THE TASK. Repeat, line for line, the entries printed below.

[Region pointing data]
---+---
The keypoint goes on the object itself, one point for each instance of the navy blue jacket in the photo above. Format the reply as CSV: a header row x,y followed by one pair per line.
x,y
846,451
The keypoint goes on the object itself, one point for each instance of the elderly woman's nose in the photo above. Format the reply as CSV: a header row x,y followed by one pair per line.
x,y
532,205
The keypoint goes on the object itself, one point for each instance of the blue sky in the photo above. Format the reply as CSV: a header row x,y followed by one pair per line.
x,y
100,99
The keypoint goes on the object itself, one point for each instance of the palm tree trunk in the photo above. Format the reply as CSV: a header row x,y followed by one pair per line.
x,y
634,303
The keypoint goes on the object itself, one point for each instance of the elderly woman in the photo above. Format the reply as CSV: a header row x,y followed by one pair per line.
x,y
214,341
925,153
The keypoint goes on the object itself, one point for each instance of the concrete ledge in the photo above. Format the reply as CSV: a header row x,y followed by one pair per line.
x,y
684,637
---+---
RESPONSE TO THE TASK.
The keypoint goes on the object itself, one point for each instance of the navy blue jacket in the photo above. Format the reply as CSV: a header row x,y followed by one pair per line.
x,y
846,451
The keypoint goes on the object itself, one point for each instance of the elderly woman's nose in the photo above. Format the reply as CSV: a header row x,y followed by one pair per line.
x,y
532,205
The keypoint goes on the object itself, one point for each instance of the blue sky in the photo above. Format the reply as CSV: a header row x,y followed by one pair per line.
x,y
100,99
The keypoint goes on the object itself, one point for each instance of the palm tree trunk in the photo above. Format the reply as CSV: a header row x,y followed by one pair per line.
x,y
634,303
The keypoint goes on the object itself, one point for each instance of the elderly woman in the photo above. Format the reply as CSV: a header row x,y followed by one pair per line.
x,y
214,341
925,153
The keypoint goes on the object itself, one point for each instance of the concrete ledge in the photo above. Format the reply as CSV: a header row x,y followed by one pair per line.
x,y
684,637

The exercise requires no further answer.